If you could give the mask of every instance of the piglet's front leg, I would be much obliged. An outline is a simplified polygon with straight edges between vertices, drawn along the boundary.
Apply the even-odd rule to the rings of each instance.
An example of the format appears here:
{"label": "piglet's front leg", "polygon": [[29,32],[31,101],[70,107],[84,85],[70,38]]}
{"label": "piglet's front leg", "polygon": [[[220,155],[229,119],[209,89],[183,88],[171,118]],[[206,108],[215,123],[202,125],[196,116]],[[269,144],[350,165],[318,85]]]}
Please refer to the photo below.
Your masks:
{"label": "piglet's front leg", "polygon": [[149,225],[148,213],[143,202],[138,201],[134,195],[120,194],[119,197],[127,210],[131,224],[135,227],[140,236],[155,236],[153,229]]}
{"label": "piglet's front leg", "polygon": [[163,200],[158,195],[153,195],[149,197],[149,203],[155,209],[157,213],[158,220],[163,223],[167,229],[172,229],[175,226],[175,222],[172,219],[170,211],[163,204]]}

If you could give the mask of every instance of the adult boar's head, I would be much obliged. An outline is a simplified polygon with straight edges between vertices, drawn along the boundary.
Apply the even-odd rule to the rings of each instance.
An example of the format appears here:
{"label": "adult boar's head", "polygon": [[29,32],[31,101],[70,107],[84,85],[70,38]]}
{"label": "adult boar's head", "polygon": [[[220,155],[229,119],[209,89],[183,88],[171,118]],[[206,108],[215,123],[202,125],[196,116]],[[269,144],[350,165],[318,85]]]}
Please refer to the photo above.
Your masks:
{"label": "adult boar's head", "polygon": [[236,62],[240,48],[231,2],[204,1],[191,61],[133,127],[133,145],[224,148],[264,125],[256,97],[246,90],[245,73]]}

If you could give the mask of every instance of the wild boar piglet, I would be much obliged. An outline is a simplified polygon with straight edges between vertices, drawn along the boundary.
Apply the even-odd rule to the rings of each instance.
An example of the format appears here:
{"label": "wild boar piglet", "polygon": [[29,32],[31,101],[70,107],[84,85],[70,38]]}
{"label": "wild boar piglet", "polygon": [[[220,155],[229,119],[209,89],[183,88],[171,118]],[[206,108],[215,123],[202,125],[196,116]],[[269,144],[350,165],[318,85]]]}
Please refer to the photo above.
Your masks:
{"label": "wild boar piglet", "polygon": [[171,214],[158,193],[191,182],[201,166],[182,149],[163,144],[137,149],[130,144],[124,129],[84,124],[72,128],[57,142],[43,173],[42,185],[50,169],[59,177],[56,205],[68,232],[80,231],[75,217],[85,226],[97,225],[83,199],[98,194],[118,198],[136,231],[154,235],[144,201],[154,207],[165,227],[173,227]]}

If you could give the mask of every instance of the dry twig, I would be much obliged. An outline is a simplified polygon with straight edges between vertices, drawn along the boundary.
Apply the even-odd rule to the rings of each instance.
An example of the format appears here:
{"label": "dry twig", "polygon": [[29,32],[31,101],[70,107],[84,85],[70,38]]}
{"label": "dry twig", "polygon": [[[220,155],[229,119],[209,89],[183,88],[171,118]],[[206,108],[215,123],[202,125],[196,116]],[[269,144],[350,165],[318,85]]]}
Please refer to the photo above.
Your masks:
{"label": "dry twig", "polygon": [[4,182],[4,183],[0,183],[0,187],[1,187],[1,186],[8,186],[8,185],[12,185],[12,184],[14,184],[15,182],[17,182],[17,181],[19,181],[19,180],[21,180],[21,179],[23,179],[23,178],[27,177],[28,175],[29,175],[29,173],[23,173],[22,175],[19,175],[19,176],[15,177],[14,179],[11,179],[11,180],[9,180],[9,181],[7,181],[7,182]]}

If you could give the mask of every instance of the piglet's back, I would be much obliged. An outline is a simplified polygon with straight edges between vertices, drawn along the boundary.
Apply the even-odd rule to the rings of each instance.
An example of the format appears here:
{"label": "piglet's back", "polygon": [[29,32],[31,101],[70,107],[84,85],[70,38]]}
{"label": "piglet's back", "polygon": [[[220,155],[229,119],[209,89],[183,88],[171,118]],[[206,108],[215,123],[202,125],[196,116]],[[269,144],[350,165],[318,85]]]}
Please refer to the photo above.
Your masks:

=====

WORK TO DO: Copy out every one of the lines above again, word for word.

RESULT FOR THIS EXERCISE:
If you could give the mask of every instance of the piglet's front leg, I would be much obliged. An outline is a simplified polygon with straight edges between vertices, drawn along the boundary.
Apply the even-odd rule to the rings of each instance.
An example of the format appears here:
{"label": "piglet's front leg", "polygon": [[29,32],[31,101],[70,107],[84,85],[70,38]]}
{"label": "piglet's front leg", "polygon": [[[220,155],[229,119],[209,89],[183,88],[171,118]],[[206,108],[215,123],[202,125],[196,116]],[[269,144],[350,165],[318,85]]]}
Please refer to the photo below.
Your masks:
{"label": "piglet's front leg", "polygon": [[149,225],[148,213],[143,202],[138,201],[134,195],[120,194],[119,197],[127,210],[131,224],[135,227],[140,236],[155,236],[153,229]]}
{"label": "piglet's front leg", "polygon": [[163,200],[158,195],[153,195],[149,197],[149,203],[155,209],[157,213],[158,220],[163,223],[167,229],[172,229],[175,226],[175,222],[172,219],[170,211],[163,204]]}

If you could give the mask of every instance of the adult boar's head, I would be much obliged. An outline is a simplified polygon with straight edges between vertices, drawn along the boundary.
Apply the even-odd rule to the rings of each instance.
An example of the format appears here:
{"label": "adult boar's head", "polygon": [[29,32],[31,101],[70,107],[84,85],[70,38]]}
{"label": "adult boar's head", "polygon": [[[220,155],[229,119],[209,89],[183,88],[171,118]],[[206,108],[215,123],[202,125],[196,116]],[[269,144],[350,165],[318,85]]]}
Please refer to the photo above.
Your masks:
{"label": "adult boar's head", "polygon": [[236,62],[240,48],[231,2],[204,1],[191,61],[133,127],[133,145],[224,148],[264,125],[256,97],[246,90],[245,73]]}

If you could give the mask of every instance of the wild boar piglet, I would be much obliged. An outline is a simplified polygon with straight edges between vertices, drawn along the boundary.
Apply the even-odd rule to the rings of each instance.
An example of the format appears here:
{"label": "wild boar piglet", "polygon": [[29,32],[31,101],[70,107],[84,85],[70,38]]}
{"label": "wild boar piglet", "polygon": [[[220,155],[229,119],[209,89],[183,88],[171,118]],[[206,108],[215,123],[202,125],[196,116]],[[269,144],[350,165],[318,85]]]}
Please refer to the photo above.
Your masks:
{"label": "wild boar piglet", "polygon": [[171,214],[158,193],[191,182],[201,166],[182,149],[163,144],[137,149],[130,144],[124,129],[84,124],[72,128],[57,142],[43,173],[42,185],[50,169],[59,177],[56,205],[68,232],[80,231],[75,217],[85,226],[97,225],[83,199],[98,194],[118,198],[136,231],[154,235],[144,201],[154,207],[165,227],[173,227]]}

If you could give the mask of every instance of the dry twig, I would be much obliged. An outline is a simplified polygon with straight edges between vertices, drawn along the boundary.
Apply the even-odd rule to the rings of each instance.
An example of the format appears here:
{"label": "dry twig", "polygon": [[29,32],[31,101],[70,107],[84,85],[70,38]]}
{"label": "dry twig", "polygon": [[[220,155],[229,119],[209,89],[183,88],[171,118]],[[206,108],[215,123],[202,125],[196,116]],[[269,144],[350,165],[318,85]]]}
Please refer to the photo above.
Your masks:
{"label": "dry twig", "polygon": [[4,182],[4,183],[0,183],[0,187],[1,187],[1,186],[8,186],[8,185],[12,185],[12,184],[14,184],[15,182],[17,182],[17,181],[19,181],[19,180],[21,180],[21,179],[23,179],[23,178],[27,177],[28,175],[29,175],[29,173],[23,173],[22,175],[19,175],[19,176],[15,177],[14,179],[11,179],[11,180],[9,180],[9,181],[7,181],[7,182]]}

If you could give the mask of every instance of the piglet's back, I would be much obliged. An outline is a simplified polygon with straight edges between vertices, drawn along the boundary.
Apply the even-odd rule to the rings of each instance.
An example of the format appears here:
{"label": "piglet's back", "polygon": [[29,32],[31,101],[70,107],[84,85],[70,38]]}
{"label": "piglet's back", "polygon": [[[220,155],[229,119],[209,89],[183,88],[171,118]],[[206,108],[215,123],[202,125],[196,116]],[[269,144],[350,165],[318,85]]]}
Please refer to the photo above.
Your masks:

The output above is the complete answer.